■ **WRITTEN INSTRUCTION**:
In the lines below, find the one that contains "indicate the blue" and write it out exactly, along with every line that follows it.

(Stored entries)

● ● ● ●

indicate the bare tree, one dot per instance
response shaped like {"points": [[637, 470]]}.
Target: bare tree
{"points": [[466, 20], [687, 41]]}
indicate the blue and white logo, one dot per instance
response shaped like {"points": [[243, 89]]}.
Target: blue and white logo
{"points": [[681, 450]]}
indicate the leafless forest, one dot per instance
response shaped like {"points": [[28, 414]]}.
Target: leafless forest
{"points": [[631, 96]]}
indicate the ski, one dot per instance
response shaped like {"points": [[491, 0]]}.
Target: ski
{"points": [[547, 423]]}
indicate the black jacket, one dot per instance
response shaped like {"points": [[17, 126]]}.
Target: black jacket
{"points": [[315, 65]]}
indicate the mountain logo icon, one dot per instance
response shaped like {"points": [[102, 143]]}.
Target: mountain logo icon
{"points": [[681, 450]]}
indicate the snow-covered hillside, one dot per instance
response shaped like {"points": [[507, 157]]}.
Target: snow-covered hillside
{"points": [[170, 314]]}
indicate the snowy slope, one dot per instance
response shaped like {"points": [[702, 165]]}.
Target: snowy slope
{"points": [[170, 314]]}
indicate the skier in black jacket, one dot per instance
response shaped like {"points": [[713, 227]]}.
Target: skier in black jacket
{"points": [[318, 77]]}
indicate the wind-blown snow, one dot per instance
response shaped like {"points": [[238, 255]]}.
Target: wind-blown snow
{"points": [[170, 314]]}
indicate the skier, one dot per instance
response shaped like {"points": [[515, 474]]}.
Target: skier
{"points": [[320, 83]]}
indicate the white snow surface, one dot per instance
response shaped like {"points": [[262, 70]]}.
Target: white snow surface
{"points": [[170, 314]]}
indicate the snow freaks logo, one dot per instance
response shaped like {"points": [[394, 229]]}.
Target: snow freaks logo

● ● ● ●

■ **WRITTEN SOLUTION**:
indicate the blue and white logo, one dot per instance
response shaped like {"points": [[243, 89]]}.
Target: blue and white logo
{"points": [[681, 450]]}
indicate the leafless forest, one dot per instance
response shaped like {"points": [[28, 414]]}.
Target: leafless forest
{"points": [[631, 96]]}
indicate the ski, one dot per instance
response shaped like {"points": [[491, 0]]}.
Target: ski
{"points": [[547, 423]]}
indicate the black jacket, one dot per instance
response shaped like {"points": [[17, 126]]}.
Target: black jacket
{"points": [[315, 65]]}
indicate the mountain logo icon, one dot per instance
response shaped like {"points": [[102, 143]]}.
Target: mountain logo icon
{"points": [[681, 450]]}
indicate the snow-covered hillside, one dot per instance
response shaped like {"points": [[507, 157]]}.
Target: snow-covered hillside
{"points": [[170, 314]]}
indicate the snowy slope, one dot per instance
response shaped like {"points": [[702, 165]]}.
Target: snowy slope
{"points": [[170, 314]]}
indicate the skier in black jacket, one dot per instance
response shaped like {"points": [[713, 227]]}.
Target: skier in black jacket
{"points": [[318, 77]]}
indicate the wind-blown snow, one dot per instance
response shaped like {"points": [[238, 255]]}.
Target: wind-blown snow
{"points": [[170, 314]]}
indicate the skier, one dot per instance
response shaped like {"points": [[515, 474]]}.
Target: skier
{"points": [[320, 83]]}
indicate the white snow surface, one dot per instance
response shaped like {"points": [[262, 70]]}.
Target: white snow surface
{"points": [[170, 314]]}
indicate the snow freaks logo, one dot per instance
response shaped like {"points": [[394, 229]]}.
Target: snow freaks logo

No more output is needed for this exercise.